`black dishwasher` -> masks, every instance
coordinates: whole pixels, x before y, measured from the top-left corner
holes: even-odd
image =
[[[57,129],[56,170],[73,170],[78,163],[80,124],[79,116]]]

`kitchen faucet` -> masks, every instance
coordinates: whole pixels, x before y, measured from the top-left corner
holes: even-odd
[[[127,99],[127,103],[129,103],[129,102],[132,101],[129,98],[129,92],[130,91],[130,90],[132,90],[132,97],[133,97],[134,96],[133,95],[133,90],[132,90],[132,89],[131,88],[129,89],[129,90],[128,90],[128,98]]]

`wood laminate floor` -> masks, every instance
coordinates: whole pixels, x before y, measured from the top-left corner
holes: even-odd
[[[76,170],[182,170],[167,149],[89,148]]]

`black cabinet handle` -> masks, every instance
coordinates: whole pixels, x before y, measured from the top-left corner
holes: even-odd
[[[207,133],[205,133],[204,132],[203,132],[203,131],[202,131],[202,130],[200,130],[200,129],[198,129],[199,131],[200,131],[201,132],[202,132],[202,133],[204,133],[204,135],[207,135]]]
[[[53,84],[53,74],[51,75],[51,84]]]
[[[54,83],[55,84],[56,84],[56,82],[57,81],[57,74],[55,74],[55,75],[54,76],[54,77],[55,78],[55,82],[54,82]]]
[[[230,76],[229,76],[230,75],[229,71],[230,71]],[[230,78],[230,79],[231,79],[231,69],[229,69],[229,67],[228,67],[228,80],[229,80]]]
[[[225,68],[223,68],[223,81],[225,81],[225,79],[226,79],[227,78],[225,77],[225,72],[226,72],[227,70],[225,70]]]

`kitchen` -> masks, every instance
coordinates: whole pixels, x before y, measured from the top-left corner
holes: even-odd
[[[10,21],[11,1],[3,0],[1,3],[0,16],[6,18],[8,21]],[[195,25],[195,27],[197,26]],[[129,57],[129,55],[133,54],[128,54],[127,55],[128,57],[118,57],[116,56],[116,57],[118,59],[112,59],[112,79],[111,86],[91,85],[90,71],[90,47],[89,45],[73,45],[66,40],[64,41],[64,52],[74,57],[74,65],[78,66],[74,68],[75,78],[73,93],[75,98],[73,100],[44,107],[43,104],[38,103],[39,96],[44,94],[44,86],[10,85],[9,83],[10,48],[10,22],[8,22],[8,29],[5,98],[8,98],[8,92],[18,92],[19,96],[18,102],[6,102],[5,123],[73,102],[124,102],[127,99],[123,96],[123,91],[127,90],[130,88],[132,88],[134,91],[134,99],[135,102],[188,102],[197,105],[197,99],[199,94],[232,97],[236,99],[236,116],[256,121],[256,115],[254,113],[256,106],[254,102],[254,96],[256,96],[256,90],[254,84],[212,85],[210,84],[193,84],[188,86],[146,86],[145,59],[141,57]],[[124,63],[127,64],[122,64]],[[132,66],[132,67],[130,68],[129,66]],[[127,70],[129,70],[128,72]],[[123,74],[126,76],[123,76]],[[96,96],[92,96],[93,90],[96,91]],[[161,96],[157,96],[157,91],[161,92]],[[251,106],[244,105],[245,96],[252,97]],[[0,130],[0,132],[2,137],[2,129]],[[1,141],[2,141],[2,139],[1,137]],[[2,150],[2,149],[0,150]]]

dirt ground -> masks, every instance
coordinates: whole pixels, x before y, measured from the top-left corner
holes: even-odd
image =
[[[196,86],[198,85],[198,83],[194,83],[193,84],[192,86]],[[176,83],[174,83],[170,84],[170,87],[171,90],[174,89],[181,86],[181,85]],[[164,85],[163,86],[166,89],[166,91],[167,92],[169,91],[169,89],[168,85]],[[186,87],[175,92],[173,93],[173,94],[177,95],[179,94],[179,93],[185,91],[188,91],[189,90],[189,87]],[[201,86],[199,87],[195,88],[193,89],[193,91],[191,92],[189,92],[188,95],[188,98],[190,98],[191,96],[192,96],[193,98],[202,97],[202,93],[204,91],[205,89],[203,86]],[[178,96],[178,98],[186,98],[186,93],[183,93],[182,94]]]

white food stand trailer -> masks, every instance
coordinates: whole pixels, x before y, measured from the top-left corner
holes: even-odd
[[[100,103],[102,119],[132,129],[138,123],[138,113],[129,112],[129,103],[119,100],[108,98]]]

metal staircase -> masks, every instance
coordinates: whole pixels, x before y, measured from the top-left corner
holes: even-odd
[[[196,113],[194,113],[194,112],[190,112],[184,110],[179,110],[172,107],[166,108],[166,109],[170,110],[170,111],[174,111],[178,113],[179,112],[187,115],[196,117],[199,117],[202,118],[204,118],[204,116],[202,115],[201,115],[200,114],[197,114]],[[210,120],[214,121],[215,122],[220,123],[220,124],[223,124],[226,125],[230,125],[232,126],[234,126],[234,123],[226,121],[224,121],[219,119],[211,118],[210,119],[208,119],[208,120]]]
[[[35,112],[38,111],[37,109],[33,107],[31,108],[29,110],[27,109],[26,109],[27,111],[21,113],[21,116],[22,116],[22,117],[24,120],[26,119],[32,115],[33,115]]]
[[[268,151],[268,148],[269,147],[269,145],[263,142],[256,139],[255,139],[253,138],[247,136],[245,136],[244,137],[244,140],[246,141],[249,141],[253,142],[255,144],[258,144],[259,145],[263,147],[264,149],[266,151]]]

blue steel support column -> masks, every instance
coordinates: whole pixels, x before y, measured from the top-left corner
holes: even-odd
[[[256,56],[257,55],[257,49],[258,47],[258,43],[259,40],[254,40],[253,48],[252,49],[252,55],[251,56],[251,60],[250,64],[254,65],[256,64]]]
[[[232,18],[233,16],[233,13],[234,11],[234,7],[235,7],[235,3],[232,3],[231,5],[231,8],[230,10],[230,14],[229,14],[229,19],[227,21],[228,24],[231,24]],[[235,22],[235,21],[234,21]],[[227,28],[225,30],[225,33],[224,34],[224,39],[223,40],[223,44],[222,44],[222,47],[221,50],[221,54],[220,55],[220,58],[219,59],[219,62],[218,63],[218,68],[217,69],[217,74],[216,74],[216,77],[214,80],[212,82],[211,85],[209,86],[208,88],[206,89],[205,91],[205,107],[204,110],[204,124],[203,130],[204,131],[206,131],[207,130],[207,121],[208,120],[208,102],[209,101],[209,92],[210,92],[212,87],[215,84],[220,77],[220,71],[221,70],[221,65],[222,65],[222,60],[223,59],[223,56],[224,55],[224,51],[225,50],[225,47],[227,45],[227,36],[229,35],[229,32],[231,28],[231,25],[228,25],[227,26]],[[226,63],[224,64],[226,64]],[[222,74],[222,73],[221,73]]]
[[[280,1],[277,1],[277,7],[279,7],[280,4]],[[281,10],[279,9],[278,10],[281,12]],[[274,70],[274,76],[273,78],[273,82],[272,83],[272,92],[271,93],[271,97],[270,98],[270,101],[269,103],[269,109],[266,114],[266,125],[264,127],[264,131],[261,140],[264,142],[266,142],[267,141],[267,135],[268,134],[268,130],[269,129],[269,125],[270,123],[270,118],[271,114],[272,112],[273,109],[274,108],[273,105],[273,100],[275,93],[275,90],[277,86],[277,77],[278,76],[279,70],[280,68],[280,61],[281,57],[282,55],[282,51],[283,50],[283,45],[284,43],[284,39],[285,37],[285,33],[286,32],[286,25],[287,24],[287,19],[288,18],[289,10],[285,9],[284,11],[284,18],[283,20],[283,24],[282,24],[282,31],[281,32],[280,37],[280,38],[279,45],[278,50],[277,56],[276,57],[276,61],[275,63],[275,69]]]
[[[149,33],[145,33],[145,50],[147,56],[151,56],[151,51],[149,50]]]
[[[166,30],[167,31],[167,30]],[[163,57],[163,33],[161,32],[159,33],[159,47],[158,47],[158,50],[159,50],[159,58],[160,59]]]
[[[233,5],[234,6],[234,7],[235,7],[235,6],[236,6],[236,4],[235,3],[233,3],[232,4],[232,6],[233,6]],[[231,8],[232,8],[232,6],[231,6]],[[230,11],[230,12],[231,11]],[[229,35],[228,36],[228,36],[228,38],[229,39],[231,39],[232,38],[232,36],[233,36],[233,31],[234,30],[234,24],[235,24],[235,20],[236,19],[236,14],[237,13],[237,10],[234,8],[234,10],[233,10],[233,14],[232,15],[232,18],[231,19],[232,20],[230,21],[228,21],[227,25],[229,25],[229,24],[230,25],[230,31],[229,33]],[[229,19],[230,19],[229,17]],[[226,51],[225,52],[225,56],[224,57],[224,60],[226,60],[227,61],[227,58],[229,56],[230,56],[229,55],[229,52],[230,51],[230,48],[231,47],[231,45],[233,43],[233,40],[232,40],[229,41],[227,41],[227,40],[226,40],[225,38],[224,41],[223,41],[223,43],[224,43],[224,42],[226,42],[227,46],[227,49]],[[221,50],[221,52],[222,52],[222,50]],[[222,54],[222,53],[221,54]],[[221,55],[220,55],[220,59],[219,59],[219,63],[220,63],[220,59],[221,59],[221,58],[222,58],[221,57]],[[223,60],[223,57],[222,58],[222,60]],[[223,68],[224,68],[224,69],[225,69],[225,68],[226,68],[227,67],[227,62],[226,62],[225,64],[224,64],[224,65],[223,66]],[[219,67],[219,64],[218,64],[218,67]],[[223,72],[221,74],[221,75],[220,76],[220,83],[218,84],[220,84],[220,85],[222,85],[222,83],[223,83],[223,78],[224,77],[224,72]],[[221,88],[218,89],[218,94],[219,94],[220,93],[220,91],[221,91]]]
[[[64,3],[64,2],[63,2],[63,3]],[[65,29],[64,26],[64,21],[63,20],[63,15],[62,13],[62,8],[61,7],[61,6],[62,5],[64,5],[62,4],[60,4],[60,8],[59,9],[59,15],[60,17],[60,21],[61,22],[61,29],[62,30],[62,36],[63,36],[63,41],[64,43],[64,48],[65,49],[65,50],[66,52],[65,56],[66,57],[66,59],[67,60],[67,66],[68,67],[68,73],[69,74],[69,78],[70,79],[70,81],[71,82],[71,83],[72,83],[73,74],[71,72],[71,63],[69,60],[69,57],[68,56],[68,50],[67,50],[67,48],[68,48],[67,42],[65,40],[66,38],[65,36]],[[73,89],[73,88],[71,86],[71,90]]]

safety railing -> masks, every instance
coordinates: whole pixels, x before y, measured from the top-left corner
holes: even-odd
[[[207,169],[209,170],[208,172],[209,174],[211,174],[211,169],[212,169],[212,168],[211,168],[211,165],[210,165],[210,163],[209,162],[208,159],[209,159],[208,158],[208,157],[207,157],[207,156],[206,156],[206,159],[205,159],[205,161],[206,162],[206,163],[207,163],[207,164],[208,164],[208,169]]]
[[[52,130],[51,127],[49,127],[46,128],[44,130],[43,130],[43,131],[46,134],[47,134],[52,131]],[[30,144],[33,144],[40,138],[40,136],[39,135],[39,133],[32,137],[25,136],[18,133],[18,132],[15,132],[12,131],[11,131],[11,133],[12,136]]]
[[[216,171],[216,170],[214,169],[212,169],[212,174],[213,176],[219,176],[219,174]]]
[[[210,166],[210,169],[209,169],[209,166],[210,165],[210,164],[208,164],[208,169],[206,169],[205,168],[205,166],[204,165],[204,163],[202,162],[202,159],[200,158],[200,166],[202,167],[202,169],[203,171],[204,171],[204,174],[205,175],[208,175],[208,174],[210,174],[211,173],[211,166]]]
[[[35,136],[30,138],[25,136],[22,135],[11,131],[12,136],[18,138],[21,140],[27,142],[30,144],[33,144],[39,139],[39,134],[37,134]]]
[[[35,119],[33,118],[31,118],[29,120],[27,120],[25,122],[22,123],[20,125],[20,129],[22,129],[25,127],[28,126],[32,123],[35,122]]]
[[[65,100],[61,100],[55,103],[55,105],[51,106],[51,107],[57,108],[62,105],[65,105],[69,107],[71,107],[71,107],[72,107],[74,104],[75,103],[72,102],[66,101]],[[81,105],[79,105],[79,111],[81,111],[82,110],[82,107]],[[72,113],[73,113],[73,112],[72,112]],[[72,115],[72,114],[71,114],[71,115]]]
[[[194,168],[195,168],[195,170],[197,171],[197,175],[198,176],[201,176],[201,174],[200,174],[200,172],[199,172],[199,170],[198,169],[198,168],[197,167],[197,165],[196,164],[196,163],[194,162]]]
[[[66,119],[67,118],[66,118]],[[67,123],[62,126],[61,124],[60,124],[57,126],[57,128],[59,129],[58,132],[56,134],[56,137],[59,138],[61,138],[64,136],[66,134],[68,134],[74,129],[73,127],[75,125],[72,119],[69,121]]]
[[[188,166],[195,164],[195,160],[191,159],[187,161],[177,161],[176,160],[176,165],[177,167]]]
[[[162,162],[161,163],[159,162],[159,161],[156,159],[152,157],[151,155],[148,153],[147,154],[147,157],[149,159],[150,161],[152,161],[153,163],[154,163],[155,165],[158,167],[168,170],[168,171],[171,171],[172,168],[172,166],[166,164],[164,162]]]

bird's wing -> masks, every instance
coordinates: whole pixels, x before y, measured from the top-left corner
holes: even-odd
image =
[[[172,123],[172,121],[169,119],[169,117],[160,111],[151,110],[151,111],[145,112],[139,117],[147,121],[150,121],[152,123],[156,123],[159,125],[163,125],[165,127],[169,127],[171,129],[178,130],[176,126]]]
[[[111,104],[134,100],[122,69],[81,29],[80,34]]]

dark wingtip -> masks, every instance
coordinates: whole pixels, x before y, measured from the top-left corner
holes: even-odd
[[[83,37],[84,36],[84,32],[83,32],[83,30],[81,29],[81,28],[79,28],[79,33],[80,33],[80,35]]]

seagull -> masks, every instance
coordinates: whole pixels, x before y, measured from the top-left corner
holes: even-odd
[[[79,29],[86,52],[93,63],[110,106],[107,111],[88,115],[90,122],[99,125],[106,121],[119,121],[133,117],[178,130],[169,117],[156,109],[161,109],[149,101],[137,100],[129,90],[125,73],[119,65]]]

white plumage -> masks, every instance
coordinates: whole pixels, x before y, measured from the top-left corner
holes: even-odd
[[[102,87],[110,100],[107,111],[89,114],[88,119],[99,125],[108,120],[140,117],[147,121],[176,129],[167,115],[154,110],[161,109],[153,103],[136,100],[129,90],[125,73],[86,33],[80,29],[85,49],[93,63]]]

■ ■ ■

(Directive): Convert the lines from the one containing "white plumage -> masks, every instance" through the end of the entries, inclusive, into a JSON list of strings with one string per line, omitting blank lines.

(Exercise result):
[
  "white plumage -> masks, every instance",
  "coordinates: whole pixels, x before y, measured from the top-left corner",
  "holes: even-odd",
  "[[[102,87],[110,100],[107,111],[89,114],[88,119],[99,125],[108,120],[140,117],[147,121],[176,129],[167,115],[154,110],[161,109],[153,103],[136,100],[129,90],[125,73],[86,33],[80,29],[85,49],[93,63]]]"
]